What is needed is an exact transcription of every record below.
BEGIN Data supplied
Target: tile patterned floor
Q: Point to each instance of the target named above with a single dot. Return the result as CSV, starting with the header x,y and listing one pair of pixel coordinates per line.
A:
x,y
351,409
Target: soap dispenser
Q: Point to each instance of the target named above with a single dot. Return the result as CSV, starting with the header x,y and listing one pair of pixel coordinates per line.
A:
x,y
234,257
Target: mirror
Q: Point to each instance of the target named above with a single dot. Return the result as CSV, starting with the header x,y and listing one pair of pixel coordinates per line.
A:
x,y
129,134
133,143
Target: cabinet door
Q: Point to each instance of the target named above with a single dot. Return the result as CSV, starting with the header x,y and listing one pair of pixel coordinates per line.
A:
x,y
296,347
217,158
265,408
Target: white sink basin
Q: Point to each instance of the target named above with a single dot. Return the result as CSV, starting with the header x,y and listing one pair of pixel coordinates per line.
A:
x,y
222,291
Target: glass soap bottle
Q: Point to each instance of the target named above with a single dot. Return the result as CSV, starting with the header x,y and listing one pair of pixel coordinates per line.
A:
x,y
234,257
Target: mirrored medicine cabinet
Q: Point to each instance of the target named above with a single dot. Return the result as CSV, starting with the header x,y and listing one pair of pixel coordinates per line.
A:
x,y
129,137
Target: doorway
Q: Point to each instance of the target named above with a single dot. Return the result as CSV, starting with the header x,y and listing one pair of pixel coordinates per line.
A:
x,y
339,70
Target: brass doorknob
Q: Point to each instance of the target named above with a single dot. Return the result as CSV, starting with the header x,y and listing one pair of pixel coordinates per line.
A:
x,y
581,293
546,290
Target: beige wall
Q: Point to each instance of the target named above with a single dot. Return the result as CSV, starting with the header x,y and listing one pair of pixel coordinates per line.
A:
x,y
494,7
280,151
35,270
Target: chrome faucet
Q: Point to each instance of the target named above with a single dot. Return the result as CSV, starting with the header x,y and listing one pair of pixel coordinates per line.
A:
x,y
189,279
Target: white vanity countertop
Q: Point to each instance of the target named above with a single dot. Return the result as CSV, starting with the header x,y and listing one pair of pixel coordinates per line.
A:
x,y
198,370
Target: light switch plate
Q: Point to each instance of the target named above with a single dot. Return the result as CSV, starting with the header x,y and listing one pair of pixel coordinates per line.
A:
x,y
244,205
END Data supplied
## Answer section
Target: tile patterned floor
Q: Point to each instance of the target named above with a single dot. Return the result as CSV, starting with the header x,y and listing one pair of pixel coordinates per line.
A:
x,y
351,409
Target: soap dispenser
Q: Point to each instance of the target named above with a single dot. Return the result as CSV, starting with the header x,y and listing one pair of pixel coordinates per line.
A:
x,y
234,257
Target: mirror
Q: Point to each instance of the target named above with a single dot. Return the result as CSV, starting with the header x,y and listing one pair of pixel coordinates per line.
A:
x,y
129,134
133,143
Target: cabinet door
Q: Point to each instance of the target named above with a single dot. Return the result as CSV, starting with the header x,y and listing one pair of pixel coordinates per line.
A:
x,y
296,347
217,158
265,408
Target: white sink basin
Q: Point to each instance of the target named above with a single dot. Return the result as CSV, starting with the header x,y and listing one pair of pixel coordinates per line.
A:
x,y
222,291
Target: glass soap bottle
Q: Point to each instance of the target named above with a single dot. Return the result as CSV, starting with the header x,y and listing one pair of pixel coordinates per line.
A:
x,y
234,257
Target: mirrored medicine cabinet
Q: Point to each instance of the target named above with a single dot. Return the result as CSV, starting with the header x,y and listing one pair of pixel coordinates per line.
A:
x,y
129,137
Target: doorway
Q: Point to each instance of the target named above with a single dot. Return the result as CSV, starting with the header x,y and listing one pair of pixel coordinates per line.
A:
x,y
339,70
Target: brass doorknob
Q: Point to each instance of the target named above with a single dot. Return the result as CSV, starting with the header x,y and listing one pair of pixel coordinates per line.
A:
x,y
581,293
546,290
Target: beige wall
Q: Point to each instance of the target named above with a single dot. Return the result as CSV, starting with the header x,y and listing one pair of pixel coordinates per line.
A:
x,y
494,7
280,151
35,270
Target: chrome faucet
Q: Point to each instance of the target named above with a single dot. Return the result as CSV, starting with the header x,y and listing one pair of pixel coordinates per line.
A:
x,y
189,279
Target: white vanity countertop
Q: Point to each instance of the target named above with a single dot. Return the result as CSV, starting with the header x,y and listing one pair of pixel coordinates per line.
A:
x,y
198,370
Target: light switch plate
Q: Point to each instance of the target named above with a single dot. Return the result as CSV, starting with the header x,y and listing one pair of pixel coordinates per line.
A:
x,y
244,205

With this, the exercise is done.